Activity = Everything in the data that follows has to be repeated verbatim.

Given records =

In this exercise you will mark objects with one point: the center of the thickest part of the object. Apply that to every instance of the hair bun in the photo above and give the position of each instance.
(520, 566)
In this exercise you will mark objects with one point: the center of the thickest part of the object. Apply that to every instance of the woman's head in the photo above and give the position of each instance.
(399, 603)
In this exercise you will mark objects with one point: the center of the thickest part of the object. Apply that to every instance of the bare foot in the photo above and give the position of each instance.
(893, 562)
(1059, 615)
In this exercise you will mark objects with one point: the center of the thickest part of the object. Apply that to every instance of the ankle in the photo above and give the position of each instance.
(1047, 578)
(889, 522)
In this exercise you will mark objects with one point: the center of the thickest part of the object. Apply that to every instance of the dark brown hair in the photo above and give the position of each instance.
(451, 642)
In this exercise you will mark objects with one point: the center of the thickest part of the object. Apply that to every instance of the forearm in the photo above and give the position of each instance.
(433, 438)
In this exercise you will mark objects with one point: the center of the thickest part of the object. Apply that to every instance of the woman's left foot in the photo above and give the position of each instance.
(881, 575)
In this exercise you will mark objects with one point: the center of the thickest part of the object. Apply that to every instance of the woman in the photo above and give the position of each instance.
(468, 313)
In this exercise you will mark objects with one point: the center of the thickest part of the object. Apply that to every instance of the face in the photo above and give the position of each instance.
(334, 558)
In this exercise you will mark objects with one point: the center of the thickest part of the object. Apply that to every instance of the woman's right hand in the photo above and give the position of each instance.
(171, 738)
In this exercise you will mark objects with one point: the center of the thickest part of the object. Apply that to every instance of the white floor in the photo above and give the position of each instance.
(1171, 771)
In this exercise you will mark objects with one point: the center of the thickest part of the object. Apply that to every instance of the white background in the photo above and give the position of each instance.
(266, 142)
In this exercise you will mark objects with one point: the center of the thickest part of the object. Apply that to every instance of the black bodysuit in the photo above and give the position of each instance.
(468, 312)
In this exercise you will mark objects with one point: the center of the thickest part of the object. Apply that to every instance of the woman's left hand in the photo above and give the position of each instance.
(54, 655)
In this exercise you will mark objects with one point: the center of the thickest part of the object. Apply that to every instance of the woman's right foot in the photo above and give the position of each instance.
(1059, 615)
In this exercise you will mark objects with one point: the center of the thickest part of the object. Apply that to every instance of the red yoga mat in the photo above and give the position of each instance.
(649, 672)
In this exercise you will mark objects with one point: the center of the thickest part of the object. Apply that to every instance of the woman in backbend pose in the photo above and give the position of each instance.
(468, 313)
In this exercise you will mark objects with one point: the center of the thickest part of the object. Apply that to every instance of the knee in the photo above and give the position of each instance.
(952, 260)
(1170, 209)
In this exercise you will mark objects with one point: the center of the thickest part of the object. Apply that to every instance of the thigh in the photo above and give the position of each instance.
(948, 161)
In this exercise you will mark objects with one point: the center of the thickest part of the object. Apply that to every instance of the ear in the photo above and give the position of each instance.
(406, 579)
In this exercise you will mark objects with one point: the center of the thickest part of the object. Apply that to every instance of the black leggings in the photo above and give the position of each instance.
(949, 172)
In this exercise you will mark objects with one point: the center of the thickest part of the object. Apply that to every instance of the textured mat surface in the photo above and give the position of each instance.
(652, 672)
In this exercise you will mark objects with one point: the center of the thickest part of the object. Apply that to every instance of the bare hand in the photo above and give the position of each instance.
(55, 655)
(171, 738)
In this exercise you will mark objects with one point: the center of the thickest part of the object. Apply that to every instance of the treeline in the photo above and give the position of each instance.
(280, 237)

Output of the exercise =
In this exercise you will mark objects with one point: the center of the thickest part of the object. Apply that to every instance of the hair bun in the photo above and give the position of each instance.
(520, 566)
In this exercise you will mark objects with one point: the center of the thickest part of the object. Apply that to every instance of the woman's head in the photo above and give the position of each instance.
(399, 603)
In this exercise you will mark objects with one point: the center of the thickest part of the object. Apply that to every instance of the bare foot in the photo above and give the position of each instance.
(893, 562)
(1059, 615)
In this exercise you will mark objects with one point: the center of the thickest part of the object. Apply that to every instance of the ankle in the photo above and give the position of each instance.
(1047, 578)
(889, 522)
In this exercise you will mark objects with one point: the center of the thickest part of the object. Apply that to every instance of the dark brown hair in the photo above and give the position of each instance.
(451, 642)
In this exercise you will mark objects with one point: the center of the thickest part of the object. Apply that to every instance of the forearm in the photo above and give the position of each instance.
(433, 438)
In this exercise you will mark objects with one point: the center of the thickest part of the object. Apply that to every instance of the woman's left foot in the photo above and give the position of each instance.
(881, 575)
In this exercise you will mark objects with one point: the center of the thickest part of the object. Apply that to every instance of the woman in the photo above and give the position of each instance.
(468, 313)
In this exercise you will mark objects with one point: the center of the thickest part of the object. Apply that to every instance of the face in the photo above and give the position of each instance.
(334, 558)
In this exercise you will mark objects with one point: the center of the thickest part of the object. Apply that to every instance of the woman's right hand in the photo above and give the position of each instance.
(171, 738)
In this exercise you will mark objects with one point: the center of the thickest part of the object. Apply that to every instance of the white floor in the photo above and give the position of each instance.
(1171, 771)
In this exercise you will mark objects with one point: the center of the thickest part of the object. Apply that to every instance of the white background in the photo above and give the position of each instance.
(266, 142)
In this exercise you will mark objects with one point: the center of the thickest part of the object. Apply that to every instance of the black bodysuit in the photo above and give the position of each instance.
(468, 312)
In this exercise you will mark objects with one point: the center of the thickest part of the object. Apply that to every instance of the woman's left hand in the photo above and give the position of each instance.
(54, 655)
In this exercise you will mark objects with one point: the center of the thickest part of the object. Apply that to every instance of the woman's right foot in the photo above and give the position of each instance.
(1059, 615)
In this exercise you will mark objects with one point: the center of the thickest part of the object. Apply that to every instance of the red yoga mat in the photo above and give the position of each instance.
(649, 672)
In this exercise you will mark objects with one point: the center of the thickest part of the object. Apply that to every instance of the woman in backbend pose in the photo above and give the position of each instance.
(468, 313)
In this exercise you will mark objects with one point: the center of the thickest part of the object. Apply that to every instance of the knee in the photo above and give the position of each instance.
(952, 260)
(1170, 209)
In this exercise you will mark objects with one point: the center of the thickest part of the object. Apply that to every instance of the thigh in the photo above and give the position of each instance.
(948, 161)
In this exercise you will mark objects with one point: the center of the thickest part of the object. Apply that to every instance of the ear in the photo above and give the position of each instance.
(406, 579)
In this exercise you will mark objects with one point: the center of the thickest part of the object. Apply that to every instance of the black leggings in the photo above and give the position of each instance.
(949, 172)
In this exercise you will mark objects with one point: the center of the thickest part of the object. Apply that to every instance of the textured mat surface in the photo above and give the position of each instance.
(652, 672)
In this exercise you will mark objects with one point: the center of the thickest part of the object. Apply that to every instance of the bare hand in the photo above and give the position of each instance.
(55, 655)
(171, 738)
In this exercise you will mark objects with one point: the center of the thickest part of the object. Apply that to every instance of the treeline in the photo above and give the position of each instance.
(280, 237)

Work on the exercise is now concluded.